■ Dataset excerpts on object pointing
━━━━━━━━

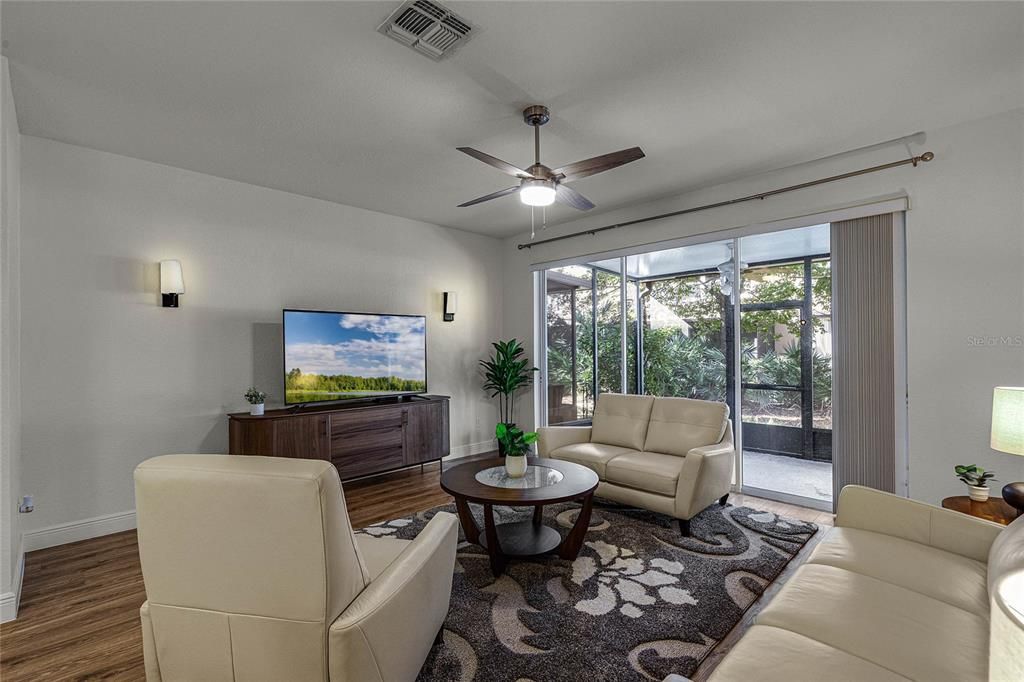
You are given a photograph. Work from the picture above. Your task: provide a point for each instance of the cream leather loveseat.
(898, 590)
(673, 456)
(252, 572)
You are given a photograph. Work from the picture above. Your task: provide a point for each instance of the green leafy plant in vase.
(516, 445)
(507, 372)
(255, 398)
(976, 479)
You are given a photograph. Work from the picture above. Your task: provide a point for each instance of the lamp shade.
(171, 280)
(1008, 419)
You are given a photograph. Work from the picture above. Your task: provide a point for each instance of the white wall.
(112, 379)
(10, 458)
(965, 270)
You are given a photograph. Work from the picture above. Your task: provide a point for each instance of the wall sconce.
(451, 305)
(171, 283)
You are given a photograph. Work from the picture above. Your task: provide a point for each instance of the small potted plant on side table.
(976, 479)
(516, 445)
(256, 398)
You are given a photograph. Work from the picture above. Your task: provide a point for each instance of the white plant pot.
(515, 466)
(978, 493)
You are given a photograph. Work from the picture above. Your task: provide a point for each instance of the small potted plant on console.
(256, 398)
(976, 479)
(516, 444)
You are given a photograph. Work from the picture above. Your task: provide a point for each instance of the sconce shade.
(1008, 419)
(451, 305)
(171, 280)
(172, 283)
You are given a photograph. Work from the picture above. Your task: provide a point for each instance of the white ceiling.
(309, 98)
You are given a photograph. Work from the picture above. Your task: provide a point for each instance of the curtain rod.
(924, 158)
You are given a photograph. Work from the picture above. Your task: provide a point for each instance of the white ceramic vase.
(978, 493)
(515, 465)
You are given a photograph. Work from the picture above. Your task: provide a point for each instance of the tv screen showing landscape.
(344, 355)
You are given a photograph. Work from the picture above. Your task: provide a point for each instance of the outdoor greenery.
(513, 441)
(972, 474)
(683, 337)
(311, 387)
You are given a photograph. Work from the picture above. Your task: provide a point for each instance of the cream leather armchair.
(673, 456)
(253, 572)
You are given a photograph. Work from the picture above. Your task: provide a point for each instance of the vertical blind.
(863, 371)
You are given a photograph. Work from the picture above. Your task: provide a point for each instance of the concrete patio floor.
(787, 474)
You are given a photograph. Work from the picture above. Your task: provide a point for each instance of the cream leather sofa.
(252, 572)
(673, 456)
(898, 590)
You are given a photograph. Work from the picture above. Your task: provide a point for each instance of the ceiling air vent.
(427, 28)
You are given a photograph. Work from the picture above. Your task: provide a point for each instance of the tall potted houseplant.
(505, 373)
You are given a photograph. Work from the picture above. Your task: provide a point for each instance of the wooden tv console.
(360, 439)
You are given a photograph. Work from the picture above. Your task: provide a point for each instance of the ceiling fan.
(540, 185)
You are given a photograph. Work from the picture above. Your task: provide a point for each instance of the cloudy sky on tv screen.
(330, 355)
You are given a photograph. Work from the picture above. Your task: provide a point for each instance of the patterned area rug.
(640, 601)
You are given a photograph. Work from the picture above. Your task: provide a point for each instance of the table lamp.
(1008, 435)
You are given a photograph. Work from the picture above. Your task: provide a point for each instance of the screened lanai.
(669, 323)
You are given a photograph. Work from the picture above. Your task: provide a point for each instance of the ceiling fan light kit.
(537, 193)
(541, 185)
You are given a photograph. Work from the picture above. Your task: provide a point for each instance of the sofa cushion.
(622, 420)
(679, 425)
(594, 456)
(773, 654)
(949, 578)
(903, 631)
(645, 471)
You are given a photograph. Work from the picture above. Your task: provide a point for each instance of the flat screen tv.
(349, 355)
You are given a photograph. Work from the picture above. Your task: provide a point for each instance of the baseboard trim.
(62, 534)
(472, 449)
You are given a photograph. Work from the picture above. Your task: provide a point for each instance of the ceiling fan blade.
(503, 166)
(570, 197)
(597, 164)
(494, 195)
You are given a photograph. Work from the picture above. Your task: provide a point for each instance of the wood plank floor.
(79, 613)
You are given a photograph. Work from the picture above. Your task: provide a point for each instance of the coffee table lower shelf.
(524, 539)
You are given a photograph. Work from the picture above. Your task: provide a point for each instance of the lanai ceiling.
(309, 98)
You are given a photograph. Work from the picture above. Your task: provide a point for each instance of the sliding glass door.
(745, 322)
(785, 372)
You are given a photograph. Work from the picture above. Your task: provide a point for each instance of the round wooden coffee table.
(547, 481)
(993, 509)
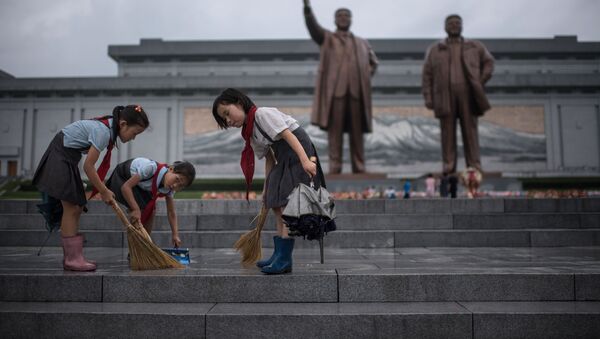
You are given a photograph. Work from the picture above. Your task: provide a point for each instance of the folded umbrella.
(310, 213)
(51, 210)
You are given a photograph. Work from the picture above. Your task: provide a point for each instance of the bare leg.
(69, 224)
(282, 231)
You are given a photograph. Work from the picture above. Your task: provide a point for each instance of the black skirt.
(58, 173)
(119, 176)
(288, 171)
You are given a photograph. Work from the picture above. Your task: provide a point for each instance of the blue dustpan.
(180, 254)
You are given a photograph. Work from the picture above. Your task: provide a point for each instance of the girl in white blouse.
(287, 149)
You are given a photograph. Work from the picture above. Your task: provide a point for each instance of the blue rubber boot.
(283, 262)
(267, 262)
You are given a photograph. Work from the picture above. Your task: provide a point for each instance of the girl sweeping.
(287, 149)
(58, 174)
(137, 183)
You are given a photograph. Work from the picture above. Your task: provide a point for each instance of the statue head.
(343, 19)
(453, 25)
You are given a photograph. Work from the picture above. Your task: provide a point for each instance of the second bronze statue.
(342, 99)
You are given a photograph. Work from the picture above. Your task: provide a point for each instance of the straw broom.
(249, 244)
(144, 254)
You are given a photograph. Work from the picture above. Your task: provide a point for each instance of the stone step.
(337, 239)
(377, 206)
(226, 222)
(548, 319)
(315, 283)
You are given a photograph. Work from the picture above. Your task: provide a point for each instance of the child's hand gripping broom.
(249, 244)
(144, 254)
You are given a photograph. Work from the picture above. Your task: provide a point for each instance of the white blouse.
(272, 122)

━━━━━━━━

■ Problem requirements
Write out the whole listing again, exactly, with no pictures.

■ Reply to the task
You are given a photograph. Work from the picture above. Your task: provide a point for each instance of the cream leather loveseat.
(898, 590)
(673, 456)
(252, 572)
You are given a photograph. Work from the picture above. Your task: provide a point for each instance of the green leafy plant in vase.
(516, 445)
(507, 372)
(255, 398)
(976, 479)
You are given a photograph. Work from the picture above. Your task: provide a point for each instance of the lamp shade.
(171, 280)
(1008, 419)
You are given a photograph. Work from the picture above. Your task: provide a point for each instance of the white wall.
(112, 379)
(10, 458)
(965, 270)
You are given a photograph. Work from the picture above. Your task: provide a point for each instance of the wall sconce.
(451, 305)
(171, 283)
You are given a photograph. Work from the picture above. Your task: provide a point for each instance of the small potted plant on side table.
(976, 479)
(516, 445)
(256, 398)
You are given a photograph. Work from the picture above. Your task: provide a point for each instance of the white plant pot.
(515, 466)
(978, 493)
You are given a photograph. Work from the picture above. Your task: provide a point for each instance of the small potted plant on console.
(256, 398)
(976, 479)
(516, 444)
You are given a photograph. Work from the picture above. Your task: provide a point for each instance of the sconce shade.
(1008, 419)
(451, 305)
(171, 280)
(172, 283)
You are given a photograph. Work from the picture above. Your task: provide a point for each instance of the white ceiling.
(309, 98)
You are given a photograph. Work from the picture above. Your task: provide a point for each instance of the curtain rod.
(924, 158)
You are given a photograph. Work from the picture above. Your task: provide a point for each instance of the white ceramic vase.
(978, 493)
(515, 465)
You are given a photograph. Work from the picture above. Your task: provide a point for each instance of the tv screen showing landscape.
(344, 355)
You are given a photograph. Work from the picture above. Your task: provide a point for each instance of the outdoor greenery.
(513, 441)
(972, 474)
(683, 337)
(311, 387)
You are given a photograph. Work from the picture above. Your task: provide a point for each instance of the cream leather armchair.
(673, 456)
(253, 572)
You are given a photograph. Work from the picture above. Your task: provide a point for each instance of the vertical blind.
(863, 371)
You are given a photograph. Work from the picture above. Your task: provide a point for each instance of the concrete patio floor.
(787, 474)
You are given a photograph. Work from the picture above. Your task: provide a point for each instance of the cream leather sofa.
(252, 572)
(673, 456)
(898, 590)
You are given a photograph. Work from the picture above. Your task: provide a point for each instance of the ceiling air vent.
(427, 28)
You are given a photograph. Work from the picture above. Your task: provide a point for each instance of the tall potted houseplant.
(505, 373)
You are given a photograph. Work from the picture above. Your task: provide a point for each instance of the wooden tv console.
(360, 439)
You are given a photograph. Work from the picture above. Your task: provide a point for each instance of the ceiling fan.
(540, 185)
You are given a photograph. Work from the picture above. Your task: provide a point for each instance of the cloudy sky on tv screen.
(330, 355)
You are given a photograph. Work from the picture above. Your task: provide a point for each instance of the patterned area rug.
(640, 601)
You are given a photograph. Work from the picture above. Your task: provide a point for each instance of the table lamp.
(1008, 435)
You are given a photograph. Work from the picture above. Your task: provide a point for each instance of the screened lanai.
(669, 323)
You are given a photograph. Work from the picture above. Your task: provide a point for each instance of the ceiling fan light kit.
(537, 193)
(541, 185)
You are given a photograph. Work from the picture above. Your task: provide a point for each instance of the sofa cushion.
(622, 420)
(679, 425)
(594, 456)
(773, 654)
(949, 578)
(903, 631)
(645, 471)
You are given a photograph. Work from the picture above. Your task: provide a point for each instance of the flat screen tv.
(349, 355)
You are given a photograph. Work from the picture above. Your task: provide a point for each instance of the baseboard trim.
(62, 534)
(472, 449)
You are given a photograph. Work from the picture above. Your task: provide a point for each instance of the ceiling fan blade.
(503, 166)
(570, 197)
(597, 164)
(494, 195)
You are given a photograph. Work from the picture above. Your task: provide a point for each instance of the wood plank floor.
(79, 613)
You are given a photograph. Work from the picture above. Your task: provide a point for each instance of the coffee table lower shelf.
(524, 539)
You are given a photograph. Work from the picture above. Your task: provide a point for each instance of the lanai ceiling.
(309, 98)
You are given a photograph. Work from the picture above. Your task: provide a point for each instance of the sliding glass door.
(745, 322)
(785, 372)
You are given a photograph. Work from the picture above. Your task: provide a point for each instance of the round wooden coffee table.
(547, 481)
(993, 509)
You are given a photograph. Work from the picture above. Your task: provide a point for each instance of the folded umbrella.
(310, 213)
(51, 210)
You are given a photograph. Work from the picture above. Your task: provide a point for each instance of the bare leg.
(69, 224)
(282, 231)
You are given a photograph. Work from the picture above. Your task: provide a point for each instance of the black skirt.
(58, 173)
(119, 176)
(288, 171)
You are given a photograph. Work from the picture above. Your task: provide a point for each instance of the blue dustpan.
(180, 254)
You are given a photograph. Work from the picture above. Your task: provide a point for each instance of the girl in white blouse.
(287, 149)
You are given a photograph. Work from the picture above. Your task: provide a point for each instance of the blue rubber boot.
(283, 262)
(267, 262)
You are given a photograph. Work from the picture above. Your task: provide a point for each instance of the girl sweeping.
(287, 149)
(58, 174)
(137, 183)
You are given a photograph. Work from the picture above. Your task: provide a point for each instance of the statue head.
(343, 19)
(453, 25)
You are given a photograph. Work from the picture above. Your task: provide a point for each instance of the second bronze statue.
(342, 99)
You are given a photograph. Work from the picture above. Your task: provide a point for each instance of the straw broom.
(249, 244)
(144, 254)
You are given a photograph. Work from the picture above. Your task: provide a point for each instance of the stone step.
(337, 239)
(377, 206)
(226, 222)
(548, 319)
(315, 283)
You are given a photograph. Work from the picture above. Your task: provide a point for each instance of the child's hand gripping broom.
(249, 244)
(144, 254)
You are given a photograph. Work from the picture above. Your task: provide a point for each instance of the white blouse.
(272, 122)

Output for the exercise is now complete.